Excerpt from a dataset
______________________________
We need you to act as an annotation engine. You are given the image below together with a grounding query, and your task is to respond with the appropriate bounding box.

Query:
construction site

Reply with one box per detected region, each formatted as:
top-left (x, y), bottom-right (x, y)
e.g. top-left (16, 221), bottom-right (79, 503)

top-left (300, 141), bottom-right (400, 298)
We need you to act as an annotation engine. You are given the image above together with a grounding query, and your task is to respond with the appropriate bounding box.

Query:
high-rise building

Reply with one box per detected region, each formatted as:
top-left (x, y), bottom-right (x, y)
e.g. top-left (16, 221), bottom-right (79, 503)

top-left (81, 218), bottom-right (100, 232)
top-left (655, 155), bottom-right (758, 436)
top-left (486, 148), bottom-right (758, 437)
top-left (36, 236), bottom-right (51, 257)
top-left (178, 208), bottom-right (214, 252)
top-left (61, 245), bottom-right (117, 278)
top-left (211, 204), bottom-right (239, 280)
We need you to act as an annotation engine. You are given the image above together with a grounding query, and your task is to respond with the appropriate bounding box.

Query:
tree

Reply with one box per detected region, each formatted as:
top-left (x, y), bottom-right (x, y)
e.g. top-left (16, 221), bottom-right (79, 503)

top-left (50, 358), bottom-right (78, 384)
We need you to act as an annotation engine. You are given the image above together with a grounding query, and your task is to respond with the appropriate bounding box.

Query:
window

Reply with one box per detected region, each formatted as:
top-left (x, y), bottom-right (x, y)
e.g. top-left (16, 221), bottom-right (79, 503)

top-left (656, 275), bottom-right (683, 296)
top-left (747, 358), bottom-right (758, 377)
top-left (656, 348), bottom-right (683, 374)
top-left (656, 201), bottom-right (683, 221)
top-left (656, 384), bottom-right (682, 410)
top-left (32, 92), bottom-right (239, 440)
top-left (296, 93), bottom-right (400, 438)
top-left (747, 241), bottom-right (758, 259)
______________________________
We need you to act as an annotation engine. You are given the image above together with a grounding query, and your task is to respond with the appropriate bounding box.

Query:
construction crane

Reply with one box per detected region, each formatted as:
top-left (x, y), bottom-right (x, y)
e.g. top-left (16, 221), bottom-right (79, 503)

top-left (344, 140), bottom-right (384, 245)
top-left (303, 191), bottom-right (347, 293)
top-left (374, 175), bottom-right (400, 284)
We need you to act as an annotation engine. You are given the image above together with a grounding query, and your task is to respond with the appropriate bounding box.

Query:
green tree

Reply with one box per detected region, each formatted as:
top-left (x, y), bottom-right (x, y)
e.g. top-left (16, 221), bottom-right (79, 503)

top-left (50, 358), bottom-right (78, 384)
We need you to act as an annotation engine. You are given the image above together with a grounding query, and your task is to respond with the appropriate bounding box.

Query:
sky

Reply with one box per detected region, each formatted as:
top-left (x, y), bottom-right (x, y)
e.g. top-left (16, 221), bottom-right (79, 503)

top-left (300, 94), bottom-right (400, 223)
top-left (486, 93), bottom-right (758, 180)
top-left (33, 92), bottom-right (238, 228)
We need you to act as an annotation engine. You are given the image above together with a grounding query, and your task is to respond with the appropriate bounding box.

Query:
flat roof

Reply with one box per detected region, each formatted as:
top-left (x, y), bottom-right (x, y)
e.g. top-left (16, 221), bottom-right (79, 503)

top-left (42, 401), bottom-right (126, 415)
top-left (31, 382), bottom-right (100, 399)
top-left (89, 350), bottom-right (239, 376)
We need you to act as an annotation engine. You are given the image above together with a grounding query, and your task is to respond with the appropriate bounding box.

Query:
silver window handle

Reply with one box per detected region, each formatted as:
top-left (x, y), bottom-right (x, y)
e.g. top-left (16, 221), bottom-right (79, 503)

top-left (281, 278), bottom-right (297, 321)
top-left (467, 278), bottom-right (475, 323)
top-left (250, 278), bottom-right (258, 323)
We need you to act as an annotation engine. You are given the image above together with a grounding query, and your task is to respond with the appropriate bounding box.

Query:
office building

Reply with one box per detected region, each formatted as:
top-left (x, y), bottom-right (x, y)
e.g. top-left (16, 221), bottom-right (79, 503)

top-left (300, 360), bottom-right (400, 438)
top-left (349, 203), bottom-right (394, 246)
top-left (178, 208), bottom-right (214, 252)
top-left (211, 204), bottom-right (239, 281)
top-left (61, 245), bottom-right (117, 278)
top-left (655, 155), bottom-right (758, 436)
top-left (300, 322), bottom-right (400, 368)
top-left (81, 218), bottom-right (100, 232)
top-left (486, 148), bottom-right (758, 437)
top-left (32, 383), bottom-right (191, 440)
______________________________
_Written instruction_
Tally the lines above that contain the string "construction", treating case as significant, and give only the count.

_Solution to this exercise_
2